Records from a collection
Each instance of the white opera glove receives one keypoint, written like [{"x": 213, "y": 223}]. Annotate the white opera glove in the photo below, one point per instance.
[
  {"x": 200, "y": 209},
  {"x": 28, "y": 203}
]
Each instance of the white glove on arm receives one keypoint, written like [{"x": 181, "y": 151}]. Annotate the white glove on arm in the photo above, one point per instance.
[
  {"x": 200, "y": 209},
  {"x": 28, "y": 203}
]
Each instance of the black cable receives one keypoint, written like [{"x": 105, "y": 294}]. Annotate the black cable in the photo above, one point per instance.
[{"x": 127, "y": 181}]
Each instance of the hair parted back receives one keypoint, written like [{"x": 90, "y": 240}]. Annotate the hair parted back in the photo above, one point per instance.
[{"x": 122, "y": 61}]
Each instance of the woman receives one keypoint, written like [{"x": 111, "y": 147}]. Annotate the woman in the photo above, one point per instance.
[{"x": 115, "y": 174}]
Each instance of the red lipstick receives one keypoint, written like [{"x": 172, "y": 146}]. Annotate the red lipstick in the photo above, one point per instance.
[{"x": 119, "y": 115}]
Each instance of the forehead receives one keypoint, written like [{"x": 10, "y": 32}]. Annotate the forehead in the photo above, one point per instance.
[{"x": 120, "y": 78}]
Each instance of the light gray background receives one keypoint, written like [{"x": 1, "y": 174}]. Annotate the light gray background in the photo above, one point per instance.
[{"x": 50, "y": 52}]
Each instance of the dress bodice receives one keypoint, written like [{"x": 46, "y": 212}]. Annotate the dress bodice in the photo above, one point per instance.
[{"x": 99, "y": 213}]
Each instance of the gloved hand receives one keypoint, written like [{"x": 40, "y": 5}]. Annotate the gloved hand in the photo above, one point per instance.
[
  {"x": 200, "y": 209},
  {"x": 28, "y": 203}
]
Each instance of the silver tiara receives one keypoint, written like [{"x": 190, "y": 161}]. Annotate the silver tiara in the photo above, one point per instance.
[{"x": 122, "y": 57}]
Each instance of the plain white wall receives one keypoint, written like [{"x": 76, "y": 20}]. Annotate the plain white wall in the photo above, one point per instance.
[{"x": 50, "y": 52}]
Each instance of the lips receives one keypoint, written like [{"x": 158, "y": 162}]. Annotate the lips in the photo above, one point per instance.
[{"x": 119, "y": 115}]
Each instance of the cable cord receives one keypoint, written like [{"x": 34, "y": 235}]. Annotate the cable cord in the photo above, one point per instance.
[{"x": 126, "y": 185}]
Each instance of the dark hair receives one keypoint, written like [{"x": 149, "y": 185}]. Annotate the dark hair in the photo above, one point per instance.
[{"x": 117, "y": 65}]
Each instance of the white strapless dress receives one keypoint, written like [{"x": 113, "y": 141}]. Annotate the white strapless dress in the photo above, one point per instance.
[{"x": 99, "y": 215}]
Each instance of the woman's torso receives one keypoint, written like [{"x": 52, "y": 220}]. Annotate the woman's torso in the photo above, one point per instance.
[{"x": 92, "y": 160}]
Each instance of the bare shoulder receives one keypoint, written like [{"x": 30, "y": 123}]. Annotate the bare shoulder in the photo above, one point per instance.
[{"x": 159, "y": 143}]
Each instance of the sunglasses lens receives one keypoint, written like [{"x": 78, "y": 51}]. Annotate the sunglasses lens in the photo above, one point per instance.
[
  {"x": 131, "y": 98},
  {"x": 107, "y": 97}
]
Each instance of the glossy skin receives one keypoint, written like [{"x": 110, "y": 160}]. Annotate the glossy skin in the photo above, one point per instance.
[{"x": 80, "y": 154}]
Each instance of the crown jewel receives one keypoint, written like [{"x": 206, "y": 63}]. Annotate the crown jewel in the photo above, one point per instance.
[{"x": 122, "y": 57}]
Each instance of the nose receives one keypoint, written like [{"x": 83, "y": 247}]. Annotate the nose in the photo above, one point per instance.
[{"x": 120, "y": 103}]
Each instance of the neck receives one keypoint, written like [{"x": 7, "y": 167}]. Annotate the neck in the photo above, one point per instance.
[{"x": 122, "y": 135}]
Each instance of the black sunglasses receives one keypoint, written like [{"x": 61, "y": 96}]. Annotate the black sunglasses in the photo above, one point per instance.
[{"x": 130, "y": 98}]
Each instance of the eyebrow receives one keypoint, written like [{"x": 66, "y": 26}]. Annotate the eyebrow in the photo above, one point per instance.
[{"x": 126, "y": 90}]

## Problem statement
Set all of the entries down again, exactly as they were given.

## Completed exercise
Each instance of the white opera glove receives one keypoint, written like [{"x": 213, "y": 223}]. Annotate the white opera glove in the photo below, one point per instance.
[
  {"x": 200, "y": 209},
  {"x": 28, "y": 203}
]
Each instance of the white glove on arm receives one keypoint, written like [{"x": 181, "y": 151}]. Annotate the white glove on arm in the photo above, one point per instance.
[
  {"x": 200, "y": 209},
  {"x": 28, "y": 203}
]
Each instance of the black cable receives one keypoint, written like [{"x": 105, "y": 294}]. Annotate the black cable in the photo above, one point per instance.
[{"x": 127, "y": 181}]
Each instance of the hair parted back receives one keypoint, written like [{"x": 90, "y": 240}]. Annotate the hair parted back in the photo above, one point per instance.
[{"x": 122, "y": 61}]
Each instance of the woman receives one keypoint, written like [{"x": 111, "y": 147}]. Annotate the woman in the photo above, one point per instance.
[{"x": 115, "y": 174}]
Each instance of the red lipstick receives one keypoint, written like [{"x": 172, "y": 146}]. Annotate the red lipstick in the photo above, one point per instance.
[{"x": 119, "y": 115}]
Each instance of the forehead receives one keypoint, written like [{"x": 10, "y": 32}]. Annotate the forehead in the photo above, one point per instance.
[{"x": 120, "y": 78}]
Each instance of the light gray background receives one keypoint, written like [{"x": 1, "y": 174}]. Annotate the light gray background in the photo above, one point per instance.
[{"x": 50, "y": 52}]
Each instance of the dress bodice receives one keypoint, written like [{"x": 46, "y": 212}]. Annotate the dress bodice in the photo above, one point per instance.
[{"x": 99, "y": 213}]
Each instance of the gloved hand receives one keypoint, written like [{"x": 40, "y": 5}]. Annotate the gloved hand in the photo above, one point per instance.
[
  {"x": 200, "y": 209},
  {"x": 28, "y": 203}
]
Each instance of the silver tiara receives one keypoint, written like [{"x": 190, "y": 161}]. Annotate the silver tiara in the photo above, one point per instance.
[{"x": 122, "y": 57}]
Each instance of the plain white wall receives one keypoint, written like [{"x": 76, "y": 20}]. Annotate the plain white wall in the photo above, one point per instance.
[{"x": 50, "y": 52}]
Each instance of the lips receives one keypoint, written like [{"x": 158, "y": 162}]. Annotate the lips in the photo above, one point per instance.
[{"x": 119, "y": 115}]
Each instance of the cable cord receives one keypoint, written like [{"x": 34, "y": 235}]. Annotate the cable cord in the photo above, one point per instance.
[{"x": 126, "y": 185}]
Each instance of the dark hair receives one keypoint, written like [{"x": 149, "y": 185}]. Annotate the dark hair in the photo above, one point per instance.
[{"x": 117, "y": 65}]
Each instance of the white strapless dress receives one keypoint, written like [{"x": 113, "y": 141}]. Annotate the white strapless dress in the photo above, one point per instance.
[{"x": 99, "y": 215}]
Each instance of the woman's torso receives one keypoint, written like [{"x": 52, "y": 220}]. Annotate the woman's torso in the photo above, one point per instance.
[{"x": 92, "y": 160}]
Each instance of the bare shoulder receives one keypoint, written like [{"x": 30, "y": 123}]. Annotate the bare shoulder in the photo above, one point per instance.
[{"x": 159, "y": 143}]
Each instance of the sunglasses lens receives one keypoint, written like [{"x": 78, "y": 51}]. Annotate the sunglasses lens in the photo above, one point per instance.
[
  {"x": 131, "y": 98},
  {"x": 107, "y": 97}
]
Each instance of the glossy skin receives one keypoint, written like [{"x": 110, "y": 160}]. Annotate the glossy skin in the photo above, one point per instance.
[{"x": 80, "y": 154}]
Each instance of the crown jewel receives one keypoint, written like [{"x": 206, "y": 63}]. Annotate the crown jewel in the photo above, one point per instance.
[{"x": 122, "y": 57}]
Each instance of the nose receives one keypoint, written like [{"x": 83, "y": 247}]. Annotate the nose in the photo above, one point per instance.
[{"x": 120, "y": 103}]
Each instance of the neck receives one keypoint, written like [{"x": 7, "y": 167}]. Annotate the neck in the photo above, one point per instance.
[{"x": 122, "y": 135}]
Each instance of the black sunglasses receives one keypoint, written like [{"x": 61, "y": 96}]. Annotate the black sunglasses in the photo above, one point per instance.
[{"x": 130, "y": 98}]
Each instance of the eyebrow receives one keypoint, written like [{"x": 66, "y": 26}]. Annotate the eyebrow in the photo above, one point per instance.
[{"x": 126, "y": 90}]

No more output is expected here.